## DO THIS
Write out every line of the material exactly as it appears.

## EXERCISE INPUTS

◇ ◇ ◇ ◇ ◇

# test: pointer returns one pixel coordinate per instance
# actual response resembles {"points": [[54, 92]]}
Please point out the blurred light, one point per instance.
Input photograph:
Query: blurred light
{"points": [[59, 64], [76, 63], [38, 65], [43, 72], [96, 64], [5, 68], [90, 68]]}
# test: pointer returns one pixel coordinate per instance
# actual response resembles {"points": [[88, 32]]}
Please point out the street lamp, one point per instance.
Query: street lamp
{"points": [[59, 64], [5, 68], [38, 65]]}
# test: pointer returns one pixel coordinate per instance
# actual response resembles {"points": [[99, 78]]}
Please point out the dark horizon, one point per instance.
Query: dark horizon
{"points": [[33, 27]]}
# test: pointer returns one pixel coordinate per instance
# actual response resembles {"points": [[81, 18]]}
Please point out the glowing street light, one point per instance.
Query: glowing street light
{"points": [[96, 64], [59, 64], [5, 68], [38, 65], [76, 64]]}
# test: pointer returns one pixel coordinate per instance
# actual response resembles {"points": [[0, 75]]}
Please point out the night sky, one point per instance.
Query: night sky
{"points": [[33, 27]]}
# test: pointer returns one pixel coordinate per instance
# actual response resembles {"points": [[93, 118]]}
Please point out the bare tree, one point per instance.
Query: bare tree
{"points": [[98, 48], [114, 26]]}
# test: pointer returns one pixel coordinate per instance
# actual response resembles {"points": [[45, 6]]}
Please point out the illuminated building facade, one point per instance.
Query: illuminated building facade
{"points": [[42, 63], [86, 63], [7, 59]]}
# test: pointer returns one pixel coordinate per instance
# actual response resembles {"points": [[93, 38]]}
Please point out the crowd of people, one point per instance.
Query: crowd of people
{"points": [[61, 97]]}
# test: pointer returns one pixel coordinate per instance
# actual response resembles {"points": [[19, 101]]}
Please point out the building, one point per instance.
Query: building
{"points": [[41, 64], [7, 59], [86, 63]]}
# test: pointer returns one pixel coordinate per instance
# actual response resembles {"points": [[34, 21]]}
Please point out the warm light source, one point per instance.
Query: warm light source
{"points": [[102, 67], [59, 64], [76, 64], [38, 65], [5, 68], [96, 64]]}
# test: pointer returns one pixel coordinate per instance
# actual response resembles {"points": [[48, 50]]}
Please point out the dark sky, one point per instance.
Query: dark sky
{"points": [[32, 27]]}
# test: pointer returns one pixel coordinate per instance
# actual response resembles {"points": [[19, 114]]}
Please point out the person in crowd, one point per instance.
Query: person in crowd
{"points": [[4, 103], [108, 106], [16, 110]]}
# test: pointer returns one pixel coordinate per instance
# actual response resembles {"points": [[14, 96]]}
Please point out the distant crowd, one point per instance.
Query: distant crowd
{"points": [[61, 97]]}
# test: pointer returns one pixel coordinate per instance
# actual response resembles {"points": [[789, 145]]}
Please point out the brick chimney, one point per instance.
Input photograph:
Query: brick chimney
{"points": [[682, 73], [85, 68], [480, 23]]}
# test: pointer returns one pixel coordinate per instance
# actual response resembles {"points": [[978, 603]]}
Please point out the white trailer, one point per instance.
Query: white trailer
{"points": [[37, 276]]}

◇ ◇ ◇ ◇ ◇

## SOLUTION BELOW
# test: pointer returns one pixel coordinate per instance
# actual response resembles {"points": [[54, 92]]}
Please point out the blurred light, one point per instance.
Input photograph:
Query: blurred light
{"points": [[59, 64], [76, 63], [38, 65], [43, 72], [96, 64], [5, 68], [90, 68]]}
# test: pointer returns one pixel coordinate per instance
# actual response resembles {"points": [[88, 32]]}
Please point out the street lamp, one point per instance.
Query: street lamp
{"points": [[59, 64], [5, 68], [38, 65]]}
# test: pointer returns one pixel coordinate per instance
# actual response resembles {"points": [[99, 78]]}
Please point out the dark horizon, one point per instance.
Query: dark horizon
{"points": [[33, 27]]}
# test: pointer returns one pixel coordinate per instance
# actual response resembles {"points": [[81, 18]]}
Please point out the glowing street light, one point per instance.
Query: glowing street light
{"points": [[96, 64], [59, 64], [5, 68], [38, 65], [76, 64]]}
# test: pointer returns one pixel coordinate per instance
# actual response resembles {"points": [[0, 75]]}
Please point out the night sky, one point per instance.
Query: night sky
{"points": [[33, 27]]}
# test: pointer returns one pixel coordinate per instance
# actual response resembles {"points": [[93, 118]]}
Please point out the bare tree, one point per instance.
Query: bare tree
{"points": [[98, 48], [114, 26]]}
# test: pointer returns one pixel coordinate per instance
# actual response resembles {"points": [[45, 6]]}
Please point out the illuminated building facade, one point per instance.
Query: illuminated building facade
{"points": [[42, 63], [86, 63], [7, 59]]}
# test: pointer returns one pixel coordinate per instance
# actual response resembles {"points": [[93, 38]]}
Please point out the crowd of people, one point per instance.
Query: crowd of people
{"points": [[61, 97]]}
# test: pointer returns one pixel coordinate per instance
# actual response resembles {"points": [[19, 101]]}
Please point out the building, one point per instance.
Query: building
{"points": [[41, 64], [7, 59], [86, 63]]}
# test: pointer returns one pixel coordinate per instance
# actual response resembles {"points": [[34, 21]]}
Please point out the warm light source, one point per instance.
Query: warm light source
{"points": [[102, 67], [59, 64], [76, 64], [38, 65], [5, 68], [96, 64]]}
# test: pointer returns one pixel coordinate per instance
# actual response resembles {"points": [[48, 50]]}
Please point out the dark sky, one point per instance.
Query: dark sky
{"points": [[32, 27]]}
# test: pointer returns one pixel coordinate per instance
# actual response resembles {"points": [[19, 114]]}
Please point out the person in crowd, one point per instance.
Query: person in crowd
{"points": [[4, 103], [108, 106], [16, 110]]}
# test: pointer returns one pixel coordinate per instance
# actual response resembles {"points": [[14, 96]]}
Please point out the distant crowd, one point per instance.
Query: distant crowd
{"points": [[61, 97]]}
# test: pointer returns one pixel coordinate per instance
# actual response resembles {"points": [[789, 145]]}
Please point out the brick chimney, one point per instance.
Input photograph:
Query: brick chimney
{"points": [[682, 73], [85, 68], [480, 23]]}
# test: pointer returns one pixel coordinate per instance
# actual response resembles {"points": [[978, 603]]}
Please point out the white trailer, one point per instance.
Query: white trailer
{"points": [[37, 276]]}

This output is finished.